+++ SOURCE DATA +++

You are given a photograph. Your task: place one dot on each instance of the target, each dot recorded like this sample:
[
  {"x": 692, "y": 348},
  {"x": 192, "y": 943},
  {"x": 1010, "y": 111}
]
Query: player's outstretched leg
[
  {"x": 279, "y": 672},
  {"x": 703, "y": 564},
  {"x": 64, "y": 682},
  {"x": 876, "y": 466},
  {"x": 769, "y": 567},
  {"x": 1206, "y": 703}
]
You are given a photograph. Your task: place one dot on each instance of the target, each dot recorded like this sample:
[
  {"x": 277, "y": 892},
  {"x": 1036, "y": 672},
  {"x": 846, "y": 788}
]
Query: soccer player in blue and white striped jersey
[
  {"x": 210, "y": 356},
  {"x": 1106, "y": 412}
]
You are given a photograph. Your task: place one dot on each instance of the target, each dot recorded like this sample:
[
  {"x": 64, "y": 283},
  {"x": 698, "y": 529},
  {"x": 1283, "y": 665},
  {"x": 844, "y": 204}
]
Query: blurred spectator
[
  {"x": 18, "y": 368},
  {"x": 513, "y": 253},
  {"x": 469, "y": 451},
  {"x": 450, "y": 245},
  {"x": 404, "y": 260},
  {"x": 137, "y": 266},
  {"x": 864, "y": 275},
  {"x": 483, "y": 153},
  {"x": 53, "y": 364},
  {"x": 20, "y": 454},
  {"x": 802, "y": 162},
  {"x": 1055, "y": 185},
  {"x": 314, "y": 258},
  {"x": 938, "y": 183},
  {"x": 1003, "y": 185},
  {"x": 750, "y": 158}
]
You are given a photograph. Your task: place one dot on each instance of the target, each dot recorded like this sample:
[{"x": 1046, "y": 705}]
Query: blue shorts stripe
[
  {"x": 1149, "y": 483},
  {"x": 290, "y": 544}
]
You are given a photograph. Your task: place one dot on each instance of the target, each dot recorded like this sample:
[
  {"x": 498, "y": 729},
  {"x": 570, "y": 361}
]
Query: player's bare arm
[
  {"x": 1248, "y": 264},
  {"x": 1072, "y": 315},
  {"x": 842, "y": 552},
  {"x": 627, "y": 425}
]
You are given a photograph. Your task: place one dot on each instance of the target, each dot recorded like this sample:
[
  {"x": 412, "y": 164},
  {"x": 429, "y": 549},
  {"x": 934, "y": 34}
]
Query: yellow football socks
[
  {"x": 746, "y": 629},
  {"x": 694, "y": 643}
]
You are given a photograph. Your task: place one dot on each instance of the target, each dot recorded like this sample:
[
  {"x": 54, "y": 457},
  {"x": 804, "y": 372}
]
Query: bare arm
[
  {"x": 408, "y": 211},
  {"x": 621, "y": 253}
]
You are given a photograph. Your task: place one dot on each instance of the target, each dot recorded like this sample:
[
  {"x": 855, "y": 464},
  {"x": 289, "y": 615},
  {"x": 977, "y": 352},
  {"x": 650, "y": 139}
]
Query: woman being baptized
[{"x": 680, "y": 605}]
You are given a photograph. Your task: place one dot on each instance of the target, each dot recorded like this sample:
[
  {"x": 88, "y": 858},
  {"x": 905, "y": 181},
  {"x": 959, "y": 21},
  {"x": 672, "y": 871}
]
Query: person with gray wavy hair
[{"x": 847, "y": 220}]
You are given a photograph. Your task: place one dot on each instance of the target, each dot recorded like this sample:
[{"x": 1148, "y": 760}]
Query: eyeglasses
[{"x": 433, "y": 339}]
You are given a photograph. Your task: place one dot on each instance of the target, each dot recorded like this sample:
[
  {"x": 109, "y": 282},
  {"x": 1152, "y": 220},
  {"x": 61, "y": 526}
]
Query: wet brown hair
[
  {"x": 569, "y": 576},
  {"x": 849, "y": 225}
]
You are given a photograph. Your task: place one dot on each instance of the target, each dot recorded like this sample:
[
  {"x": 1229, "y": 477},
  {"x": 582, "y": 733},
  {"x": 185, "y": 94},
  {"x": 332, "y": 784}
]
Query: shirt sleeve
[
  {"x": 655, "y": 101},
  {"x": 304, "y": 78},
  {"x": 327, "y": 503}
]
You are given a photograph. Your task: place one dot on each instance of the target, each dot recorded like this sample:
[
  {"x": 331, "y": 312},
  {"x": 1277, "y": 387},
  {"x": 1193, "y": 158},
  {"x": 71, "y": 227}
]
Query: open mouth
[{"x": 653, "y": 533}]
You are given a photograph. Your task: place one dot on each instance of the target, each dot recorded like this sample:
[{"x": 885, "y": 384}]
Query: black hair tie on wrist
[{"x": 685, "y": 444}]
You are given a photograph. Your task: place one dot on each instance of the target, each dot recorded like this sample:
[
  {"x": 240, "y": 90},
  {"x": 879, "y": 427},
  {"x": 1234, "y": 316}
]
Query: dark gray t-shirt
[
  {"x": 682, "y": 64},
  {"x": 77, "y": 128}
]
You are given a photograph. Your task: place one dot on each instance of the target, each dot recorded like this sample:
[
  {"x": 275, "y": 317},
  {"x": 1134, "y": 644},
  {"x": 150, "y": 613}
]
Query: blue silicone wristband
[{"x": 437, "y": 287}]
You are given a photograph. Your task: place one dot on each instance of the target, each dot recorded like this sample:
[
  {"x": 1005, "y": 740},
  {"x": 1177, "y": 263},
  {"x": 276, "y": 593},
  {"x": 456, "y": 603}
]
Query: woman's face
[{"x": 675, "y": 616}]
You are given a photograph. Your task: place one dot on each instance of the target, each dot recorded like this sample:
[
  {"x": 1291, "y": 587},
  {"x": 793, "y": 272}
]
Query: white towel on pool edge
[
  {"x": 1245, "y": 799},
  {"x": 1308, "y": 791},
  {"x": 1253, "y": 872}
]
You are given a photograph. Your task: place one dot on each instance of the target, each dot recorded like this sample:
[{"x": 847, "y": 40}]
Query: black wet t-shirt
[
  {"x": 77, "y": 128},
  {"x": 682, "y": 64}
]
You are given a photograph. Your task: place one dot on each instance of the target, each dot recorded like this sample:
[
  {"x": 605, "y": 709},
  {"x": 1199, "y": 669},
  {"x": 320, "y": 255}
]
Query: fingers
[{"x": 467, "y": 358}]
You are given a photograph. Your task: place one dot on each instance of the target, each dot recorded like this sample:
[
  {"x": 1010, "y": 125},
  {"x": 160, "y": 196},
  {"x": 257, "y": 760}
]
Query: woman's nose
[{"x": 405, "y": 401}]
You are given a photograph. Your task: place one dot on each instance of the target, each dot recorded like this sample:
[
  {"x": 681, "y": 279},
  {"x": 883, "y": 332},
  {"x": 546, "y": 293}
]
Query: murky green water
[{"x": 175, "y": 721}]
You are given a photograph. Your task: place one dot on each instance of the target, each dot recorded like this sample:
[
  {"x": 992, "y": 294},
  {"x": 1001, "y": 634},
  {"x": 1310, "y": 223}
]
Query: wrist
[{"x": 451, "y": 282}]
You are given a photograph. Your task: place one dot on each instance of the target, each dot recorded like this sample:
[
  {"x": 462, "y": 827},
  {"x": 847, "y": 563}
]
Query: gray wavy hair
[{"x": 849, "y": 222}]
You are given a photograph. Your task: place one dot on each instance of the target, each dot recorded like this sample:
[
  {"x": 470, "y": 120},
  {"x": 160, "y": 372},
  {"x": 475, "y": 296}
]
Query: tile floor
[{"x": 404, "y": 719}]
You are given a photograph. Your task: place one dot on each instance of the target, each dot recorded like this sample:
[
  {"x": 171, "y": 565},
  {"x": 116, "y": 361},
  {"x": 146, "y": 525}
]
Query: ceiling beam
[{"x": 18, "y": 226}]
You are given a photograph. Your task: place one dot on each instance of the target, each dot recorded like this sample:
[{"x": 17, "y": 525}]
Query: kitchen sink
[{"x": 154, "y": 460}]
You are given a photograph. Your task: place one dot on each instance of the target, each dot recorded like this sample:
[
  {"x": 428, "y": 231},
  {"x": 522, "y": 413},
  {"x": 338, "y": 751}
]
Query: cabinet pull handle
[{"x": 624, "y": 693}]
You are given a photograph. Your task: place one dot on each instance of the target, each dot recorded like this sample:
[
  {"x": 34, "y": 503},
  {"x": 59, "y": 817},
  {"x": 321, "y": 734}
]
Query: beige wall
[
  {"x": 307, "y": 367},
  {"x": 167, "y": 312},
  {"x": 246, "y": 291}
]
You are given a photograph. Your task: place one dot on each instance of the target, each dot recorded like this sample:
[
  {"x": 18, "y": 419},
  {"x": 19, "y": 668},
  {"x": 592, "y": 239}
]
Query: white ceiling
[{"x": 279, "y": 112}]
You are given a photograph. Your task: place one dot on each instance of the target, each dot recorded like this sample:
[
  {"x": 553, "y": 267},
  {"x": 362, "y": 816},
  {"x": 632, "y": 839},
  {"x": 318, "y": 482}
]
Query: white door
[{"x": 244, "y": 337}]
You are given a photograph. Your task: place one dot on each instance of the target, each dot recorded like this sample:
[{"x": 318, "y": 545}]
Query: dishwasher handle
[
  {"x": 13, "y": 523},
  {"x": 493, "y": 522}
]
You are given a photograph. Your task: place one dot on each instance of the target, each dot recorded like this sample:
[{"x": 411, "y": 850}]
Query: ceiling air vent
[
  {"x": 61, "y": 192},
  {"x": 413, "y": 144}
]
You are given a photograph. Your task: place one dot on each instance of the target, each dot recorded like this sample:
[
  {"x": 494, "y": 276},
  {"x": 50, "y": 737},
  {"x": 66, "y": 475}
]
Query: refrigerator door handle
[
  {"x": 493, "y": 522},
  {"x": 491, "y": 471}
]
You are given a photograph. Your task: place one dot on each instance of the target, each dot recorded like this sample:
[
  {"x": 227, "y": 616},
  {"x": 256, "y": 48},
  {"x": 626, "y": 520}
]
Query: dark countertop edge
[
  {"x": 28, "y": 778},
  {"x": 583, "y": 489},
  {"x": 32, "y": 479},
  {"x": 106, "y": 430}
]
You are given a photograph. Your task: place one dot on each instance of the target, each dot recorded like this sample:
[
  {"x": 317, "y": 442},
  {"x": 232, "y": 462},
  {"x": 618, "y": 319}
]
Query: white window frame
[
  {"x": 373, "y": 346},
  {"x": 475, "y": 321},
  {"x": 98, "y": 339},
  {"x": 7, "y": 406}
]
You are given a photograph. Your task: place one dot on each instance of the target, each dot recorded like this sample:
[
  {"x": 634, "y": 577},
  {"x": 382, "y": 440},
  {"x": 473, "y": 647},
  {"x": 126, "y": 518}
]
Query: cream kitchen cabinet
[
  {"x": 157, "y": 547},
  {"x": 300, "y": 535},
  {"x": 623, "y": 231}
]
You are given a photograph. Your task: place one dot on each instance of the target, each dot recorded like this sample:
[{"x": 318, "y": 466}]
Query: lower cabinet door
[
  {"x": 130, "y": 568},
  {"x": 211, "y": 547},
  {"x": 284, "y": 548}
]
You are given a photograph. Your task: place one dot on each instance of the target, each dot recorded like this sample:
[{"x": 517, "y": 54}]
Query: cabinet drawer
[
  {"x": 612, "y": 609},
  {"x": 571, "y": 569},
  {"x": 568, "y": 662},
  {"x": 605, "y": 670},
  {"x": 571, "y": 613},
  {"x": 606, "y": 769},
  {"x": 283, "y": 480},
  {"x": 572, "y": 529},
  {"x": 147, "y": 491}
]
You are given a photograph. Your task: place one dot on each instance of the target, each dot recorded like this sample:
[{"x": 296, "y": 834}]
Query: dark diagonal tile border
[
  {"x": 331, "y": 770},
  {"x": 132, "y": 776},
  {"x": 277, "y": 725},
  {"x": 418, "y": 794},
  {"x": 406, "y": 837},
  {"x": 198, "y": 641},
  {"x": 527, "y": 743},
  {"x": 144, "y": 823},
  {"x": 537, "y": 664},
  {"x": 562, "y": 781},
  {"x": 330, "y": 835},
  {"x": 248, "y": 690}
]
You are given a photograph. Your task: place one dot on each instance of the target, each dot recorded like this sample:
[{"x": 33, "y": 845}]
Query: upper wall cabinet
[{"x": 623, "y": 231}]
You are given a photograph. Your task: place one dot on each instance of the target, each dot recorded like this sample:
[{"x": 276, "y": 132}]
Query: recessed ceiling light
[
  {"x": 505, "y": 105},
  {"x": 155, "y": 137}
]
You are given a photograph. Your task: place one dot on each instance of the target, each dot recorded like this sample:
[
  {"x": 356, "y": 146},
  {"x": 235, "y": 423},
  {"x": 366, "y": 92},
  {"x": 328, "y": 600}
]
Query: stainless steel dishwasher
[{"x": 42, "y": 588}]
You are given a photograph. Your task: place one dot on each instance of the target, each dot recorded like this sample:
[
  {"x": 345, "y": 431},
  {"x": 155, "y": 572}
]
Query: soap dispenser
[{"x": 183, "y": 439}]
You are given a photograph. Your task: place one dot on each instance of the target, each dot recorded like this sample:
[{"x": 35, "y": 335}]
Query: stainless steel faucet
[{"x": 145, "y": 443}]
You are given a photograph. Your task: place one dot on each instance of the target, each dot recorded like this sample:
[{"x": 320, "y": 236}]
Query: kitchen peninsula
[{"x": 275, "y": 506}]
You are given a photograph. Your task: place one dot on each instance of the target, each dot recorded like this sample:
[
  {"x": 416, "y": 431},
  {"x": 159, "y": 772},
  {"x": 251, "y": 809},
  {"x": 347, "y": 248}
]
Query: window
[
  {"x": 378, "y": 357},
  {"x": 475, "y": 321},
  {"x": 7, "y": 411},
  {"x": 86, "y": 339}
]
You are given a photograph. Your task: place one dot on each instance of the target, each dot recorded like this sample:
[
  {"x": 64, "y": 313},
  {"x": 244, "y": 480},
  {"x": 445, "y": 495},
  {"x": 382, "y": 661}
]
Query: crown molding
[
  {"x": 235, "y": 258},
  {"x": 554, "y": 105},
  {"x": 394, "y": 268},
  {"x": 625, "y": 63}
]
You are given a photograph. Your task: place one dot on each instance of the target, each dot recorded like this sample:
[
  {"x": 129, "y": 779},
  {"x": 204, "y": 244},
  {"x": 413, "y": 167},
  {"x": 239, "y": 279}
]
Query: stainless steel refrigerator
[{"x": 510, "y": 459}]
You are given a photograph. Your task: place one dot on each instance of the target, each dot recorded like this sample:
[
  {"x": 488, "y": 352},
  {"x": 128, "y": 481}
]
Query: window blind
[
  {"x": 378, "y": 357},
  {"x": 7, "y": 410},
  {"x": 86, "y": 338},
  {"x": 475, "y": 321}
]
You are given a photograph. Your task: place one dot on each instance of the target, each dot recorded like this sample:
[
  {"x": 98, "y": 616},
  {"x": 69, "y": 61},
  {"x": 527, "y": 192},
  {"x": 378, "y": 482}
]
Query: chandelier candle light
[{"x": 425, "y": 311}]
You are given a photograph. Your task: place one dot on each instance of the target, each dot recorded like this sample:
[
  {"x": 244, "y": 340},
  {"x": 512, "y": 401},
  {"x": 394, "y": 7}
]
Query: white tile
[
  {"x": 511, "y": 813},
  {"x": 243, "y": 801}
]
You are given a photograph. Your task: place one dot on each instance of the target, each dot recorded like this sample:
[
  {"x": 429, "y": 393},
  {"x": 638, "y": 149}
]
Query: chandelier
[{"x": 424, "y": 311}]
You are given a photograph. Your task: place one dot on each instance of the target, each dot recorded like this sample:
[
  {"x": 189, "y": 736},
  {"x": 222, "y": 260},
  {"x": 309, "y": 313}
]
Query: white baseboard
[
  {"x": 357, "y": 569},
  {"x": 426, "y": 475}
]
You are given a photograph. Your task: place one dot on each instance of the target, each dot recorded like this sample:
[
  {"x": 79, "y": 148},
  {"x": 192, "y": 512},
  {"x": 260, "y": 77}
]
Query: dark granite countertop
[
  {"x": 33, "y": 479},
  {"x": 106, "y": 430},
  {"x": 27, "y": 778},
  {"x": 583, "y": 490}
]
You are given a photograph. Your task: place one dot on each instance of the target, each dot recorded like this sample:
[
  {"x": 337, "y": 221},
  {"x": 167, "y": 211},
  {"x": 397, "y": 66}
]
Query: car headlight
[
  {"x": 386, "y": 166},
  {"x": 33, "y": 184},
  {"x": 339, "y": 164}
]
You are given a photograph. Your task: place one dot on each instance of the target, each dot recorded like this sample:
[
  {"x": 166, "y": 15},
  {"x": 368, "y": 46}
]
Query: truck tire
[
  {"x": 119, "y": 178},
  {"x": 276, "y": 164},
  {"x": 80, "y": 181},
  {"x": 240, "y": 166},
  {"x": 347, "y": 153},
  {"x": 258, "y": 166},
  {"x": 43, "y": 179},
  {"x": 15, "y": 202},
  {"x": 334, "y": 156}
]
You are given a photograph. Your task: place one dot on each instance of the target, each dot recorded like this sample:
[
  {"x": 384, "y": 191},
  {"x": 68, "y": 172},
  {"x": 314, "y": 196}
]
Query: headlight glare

+++

• **WORK TO BE COMPLETED**
From the material above, pull out every line containing the word "countertop". Copy each of those lines without changes.

• **EXERCISE RESULT**
Query: dark countertop edge
Query: dark granite countertop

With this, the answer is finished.